## TEXTO
========================================
Acórdão nº 237/18.6T8VFL.G1 de Tribunal da Relação de Guimarães, 28 de Maio de 2020

Magistrado ResponsávelANA CRISTINA DUARTE
Data da Resolução28 de Maio de 2020
EmissorTribunal da Relação de Guimarães

Acordam no Tribunal da Relação de Guimarães I. RELATÓRIO C. M. deduziu ação declarativa contra J. M. pedindo que seja judicialmente declarada de nulidade e nenhum efeito ou mesmo inexistente a escritura de justificação notarial promovida pelo réu e impugnada pela presente ação, decretando-se o cancelamento do registo de propriedade lavrado pelo réu, bem como de qualquer registo operado com base na escritura aqui impugnada, sendo o réu condenado a pagar, a título de indemnização, a quantia de € 1.086,00. Alegou ser proprietária do prédio que foi objeto da escritura de justificação notarial por parte do réu.

O réu contestou, excecionando a ilegitimidade da autora por preterição de litisconsórcio necessário (por estar desacompanhada dos demais comproprietários), bem como ilegitimidade da autora por estar desacompanhada do respetivo cônjuge. Excecionou, também, a falta de interesse em agir por parte da autora, uma vez que a justificação notarial diz respeito apenas a ¼ do prédio, não contendendo com o direito de compropriedade alegado pela autora em ¼ do mesmo prédio. Contestou, ainda, por impugnação.

A autora respondeu, considerando extemporânea a contestação. Respondeu á matéria de exceção, considerando que não se verificam as invocadas ilegitimidades e falta de interesse em agir.

Por despacho foi considerada tempestiva a apresentação da contestação e convidada a autora a aperfeiçoar a sua petição inicial, esclarecendo como a totalidade do bem imóvel passou a integrar a sua esfera jurídica ou concretizando qual a parte da propriedade da autora sobre o referido artigo ....º, que fica prejudicada com a escritura de justificação notarial ora impugnada.

A autora respondeu ao convite, enunciando as partes do prédio que lhe pertencem e esclarecendo que uma delas lhe adveio por adjudicação em inventário por óbito da mãe do réu (sua avó), sendo que na justificação notarial o réu afirma ter essa mesma parte sido doada por seus pais.

Foi proferido despacho saneador-sentença que julgou procedente a invocada exceção dilatória inominada de falta de interesse em agir da autora, absolvendo o réu da instância.
========================================
## ENUNCIADO
Responda às seguintes perguntas com base no acórdão:
(a) Que quantia pedia a autora a título de indemnização?
(b) Segundo o réu, a que fração do prédio diz respeito a justificação notarial?
(c) Que exceção foi julgada procedente no despacho saneador-sentença?
As linhas não têm qualquer intervenção neste exercício.

## Exemplos de marcação de pontos
========================================
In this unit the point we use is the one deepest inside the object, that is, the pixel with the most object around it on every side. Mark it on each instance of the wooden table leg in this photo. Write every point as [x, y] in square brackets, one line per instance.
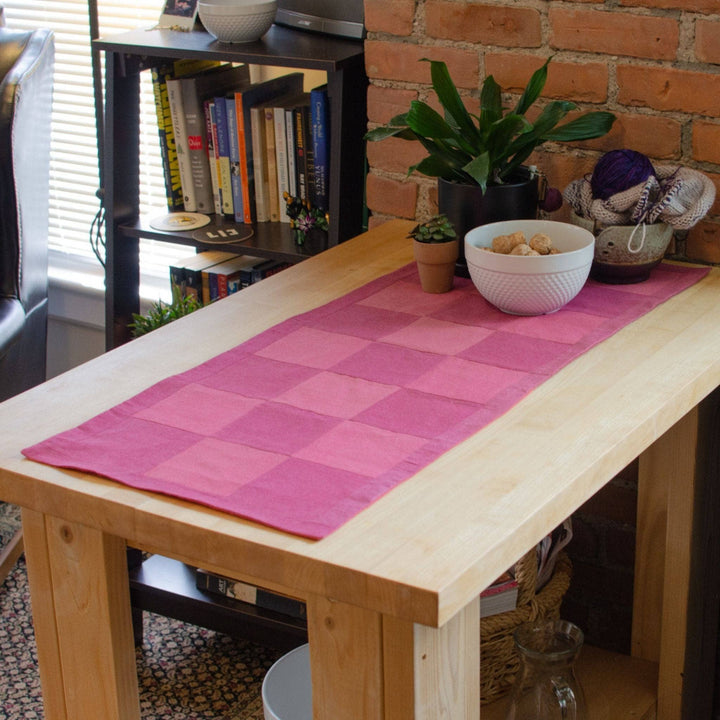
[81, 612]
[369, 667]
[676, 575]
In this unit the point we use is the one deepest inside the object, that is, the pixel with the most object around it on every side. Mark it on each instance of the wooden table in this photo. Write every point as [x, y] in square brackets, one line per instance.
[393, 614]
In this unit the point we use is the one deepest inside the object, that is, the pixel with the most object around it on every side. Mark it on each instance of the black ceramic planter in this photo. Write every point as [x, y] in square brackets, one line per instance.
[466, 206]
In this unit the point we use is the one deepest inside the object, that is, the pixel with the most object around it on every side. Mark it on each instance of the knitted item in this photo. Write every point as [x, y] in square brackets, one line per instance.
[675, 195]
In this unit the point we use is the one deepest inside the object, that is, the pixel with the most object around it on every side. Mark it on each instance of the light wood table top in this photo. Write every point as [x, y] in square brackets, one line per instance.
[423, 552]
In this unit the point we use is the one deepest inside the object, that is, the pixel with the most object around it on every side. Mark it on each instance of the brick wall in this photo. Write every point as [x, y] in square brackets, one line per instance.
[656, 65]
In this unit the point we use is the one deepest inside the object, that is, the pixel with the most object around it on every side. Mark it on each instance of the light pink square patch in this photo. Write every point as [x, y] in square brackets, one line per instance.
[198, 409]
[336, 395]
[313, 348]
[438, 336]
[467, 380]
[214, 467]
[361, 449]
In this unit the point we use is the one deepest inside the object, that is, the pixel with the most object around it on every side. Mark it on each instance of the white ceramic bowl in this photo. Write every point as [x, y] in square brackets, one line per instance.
========================================
## RESOLUÇÃO ESCRITA
(a) € 1.086,00.
(b) A ¼ do prédio.
(c) A exceção dilatória inominada de falta de interesse em agir da autora.